→ **WORK REQUIRED**
A faithful copy of the listing below is required.

→ **THE DATA**

※

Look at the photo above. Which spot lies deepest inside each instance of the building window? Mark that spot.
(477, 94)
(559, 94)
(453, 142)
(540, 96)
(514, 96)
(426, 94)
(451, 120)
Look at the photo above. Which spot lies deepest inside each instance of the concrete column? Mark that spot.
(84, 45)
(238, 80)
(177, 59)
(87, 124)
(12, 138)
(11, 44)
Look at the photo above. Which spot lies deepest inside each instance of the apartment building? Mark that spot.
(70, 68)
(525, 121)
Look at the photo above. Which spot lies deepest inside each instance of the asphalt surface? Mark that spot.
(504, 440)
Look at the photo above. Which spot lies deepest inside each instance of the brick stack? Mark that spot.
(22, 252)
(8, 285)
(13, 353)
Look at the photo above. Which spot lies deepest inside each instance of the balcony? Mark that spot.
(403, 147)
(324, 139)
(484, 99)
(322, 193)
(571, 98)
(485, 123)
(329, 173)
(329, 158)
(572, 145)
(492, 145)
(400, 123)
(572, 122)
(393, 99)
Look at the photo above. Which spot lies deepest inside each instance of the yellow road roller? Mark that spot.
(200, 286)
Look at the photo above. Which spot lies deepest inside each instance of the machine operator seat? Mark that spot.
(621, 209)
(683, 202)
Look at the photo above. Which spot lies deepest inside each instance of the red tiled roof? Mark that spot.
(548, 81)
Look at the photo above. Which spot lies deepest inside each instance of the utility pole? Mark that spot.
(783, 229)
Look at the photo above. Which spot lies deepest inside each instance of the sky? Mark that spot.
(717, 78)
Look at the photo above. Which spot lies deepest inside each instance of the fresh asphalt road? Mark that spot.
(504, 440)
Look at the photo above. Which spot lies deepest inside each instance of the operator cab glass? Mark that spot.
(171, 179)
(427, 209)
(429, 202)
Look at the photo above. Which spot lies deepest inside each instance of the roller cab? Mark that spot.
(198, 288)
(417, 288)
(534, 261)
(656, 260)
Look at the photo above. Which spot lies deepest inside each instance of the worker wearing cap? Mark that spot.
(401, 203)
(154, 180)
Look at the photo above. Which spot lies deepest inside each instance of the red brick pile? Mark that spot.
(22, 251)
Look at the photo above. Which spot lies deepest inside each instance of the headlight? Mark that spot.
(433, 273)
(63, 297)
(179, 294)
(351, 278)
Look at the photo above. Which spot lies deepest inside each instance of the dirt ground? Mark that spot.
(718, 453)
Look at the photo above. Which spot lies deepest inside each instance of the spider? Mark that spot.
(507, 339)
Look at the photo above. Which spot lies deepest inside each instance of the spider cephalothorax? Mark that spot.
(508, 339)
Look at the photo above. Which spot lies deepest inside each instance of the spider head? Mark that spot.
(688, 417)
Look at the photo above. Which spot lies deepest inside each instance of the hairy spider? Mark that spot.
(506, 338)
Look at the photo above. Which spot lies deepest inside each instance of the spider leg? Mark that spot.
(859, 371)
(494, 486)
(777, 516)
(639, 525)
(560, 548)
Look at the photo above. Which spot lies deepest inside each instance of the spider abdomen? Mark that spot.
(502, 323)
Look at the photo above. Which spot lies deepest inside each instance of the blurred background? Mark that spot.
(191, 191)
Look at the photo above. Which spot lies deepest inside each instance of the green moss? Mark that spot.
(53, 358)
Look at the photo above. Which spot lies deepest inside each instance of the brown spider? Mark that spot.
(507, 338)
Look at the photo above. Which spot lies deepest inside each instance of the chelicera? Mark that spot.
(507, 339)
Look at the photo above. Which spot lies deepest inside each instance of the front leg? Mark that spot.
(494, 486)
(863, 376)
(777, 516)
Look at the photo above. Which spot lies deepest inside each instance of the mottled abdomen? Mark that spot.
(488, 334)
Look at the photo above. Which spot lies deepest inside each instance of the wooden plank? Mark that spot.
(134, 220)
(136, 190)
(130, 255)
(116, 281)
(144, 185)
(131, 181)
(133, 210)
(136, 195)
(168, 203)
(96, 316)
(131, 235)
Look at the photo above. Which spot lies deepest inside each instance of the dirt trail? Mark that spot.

※

→ **RESPONSE FOR THIS EXERCISE**
Look at the photo above. Which spot lies deepest inside each instance of the building window? Mark that spot.
(477, 94)
(559, 94)
(453, 142)
(540, 96)
(514, 96)
(426, 94)
(451, 120)
Look at the photo above. Which spot lies deepest inside each instance of the concrete column? Mark that spot.
(84, 45)
(238, 80)
(177, 59)
(87, 124)
(12, 138)
(11, 44)
Look at the photo above. Which spot lies deepest inside each instance of the apartment building? Mark that spot.
(70, 68)
(525, 121)
Look at the photo above. Which spot lies deepest inside each instance of the asphalt surface? Mark that spot.
(504, 440)
Look at the photo above. Which spot lies deepest inside each instance of the brick stack? Mark that spot.
(22, 252)
(8, 285)
(13, 353)
Look at the photo above. Which spot lies deepest inside each instance of the balcony? Mark that spot.
(403, 147)
(324, 139)
(484, 99)
(322, 193)
(571, 98)
(485, 123)
(329, 173)
(329, 158)
(572, 145)
(492, 145)
(400, 123)
(572, 122)
(393, 99)
Look at the photo above. Which spot lies deepest inside each instance of the yellow road roller? Mark that spot.
(200, 286)
Look at the photo above. Which spot lies deepest inside each instance of the machine operator seat? Mark that spot.
(621, 209)
(683, 202)
Look at the photo above. Which spot lies deepest inside each instance of the red tiled roof? Mark that spot.
(548, 81)
Look at the photo above. Which spot lies deepest inside each instance of the utility pole? Mark that spot.
(783, 229)
Look at the photo above. Which spot lies deepest inside each instance of the sky? Mark that spot.
(717, 78)
Look at the photo above. Which spot lies deepest inside each instance of the fresh asphalt road? Mark that spot.
(504, 440)
Look at the photo above. Which spot lies deepest inside each instance of the operator cab glass? Mark that spot.
(171, 179)
(427, 209)
(429, 202)
Look at the photo above. Which spot lies deepest inside each instance of the roller cab? Mark that spot.
(198, 288)
(417, 288)
(534, 261)
(656, 260)
Look at the photo above. Which spot lies deepest inside each instance of the worker wearing cap? Mark that spot.
(401, 203)
(154, 180)
Look at the photo above. Which spot lies deepest inside each instance of the red brick pile? Mark that spot.
(22, 251)
Look at the photo above. Which spot lies deepest inside each instance of the headlight? Mark that spot.
(433, 273)
(63, 297)
(179, 294)
(351, 278)
Look at the photo above. Which spot lies deepest inside each instance of the dirt ground? Mark that spot.
(718, 453)
Look at the photo above. Which spot lies deepest inside each instance of the spider? Mark that spot.
(507, 339)
Look at the photo above. Which spot lies deepest inside each instance of the spider cephalothorax? Mark that spot.
(508, 339)
Look at the photo above. Which spot lies deepest inside each instance of the spider head? Mark that spot.
(688, 417)
Look at the photo above. Which spot lies deepest inside each instance of the hairy spider? Mark that spot.
(506, 338)
Look at the photo above. Which spot lies deepest inside each instance of the spider leg? Mark that spot.
(859, 371)
(494, 486)
(777, 516)
(639, 525)
(560, 548)
Look at the photo above. Which spot lies deepest inside each instance of the spider abdomen? Mark that spot.
(502, 323)
Look at the photo above. Which spot lies deepest inside each instance of the blurred background? Mark that spot.
(191, 191)
Look at the photo above. Which spot lies deepest inside each instance of the green moss? Mark that spot.
(53, 358)
Look at the photo above. Which spot lies deepest inside each instance of the brown spider? Mark that spot.
(507, 338)
Look at the photo above. Which spot lies deepest inside each instance of the chelicera? Mark that spot.
(507, 339)
Look at the photo above. Which spot lies deepest inside each instance of the front leg? Mark that spot.
(494, 486)
(863, 376)
(777, 516)
Look at the photo above. Which spot lies deepest inside each instance of the mottled abdomen? Mark that spot.
(488, 334)
Look at the photo above. Which spot lies deepest inside each instance of the wooden plank? Mark that spot.
(134, 220)
(136, 190)
(130, 255)
(116, 281)
(144, 185)
(131, 181)
(133, 210)
(136, 195)
(168, 203)
(96, 316)
(131, 235)
Look at the photo above. Which spot lies deepest inside each instance of the dirt trail? Mark that spot.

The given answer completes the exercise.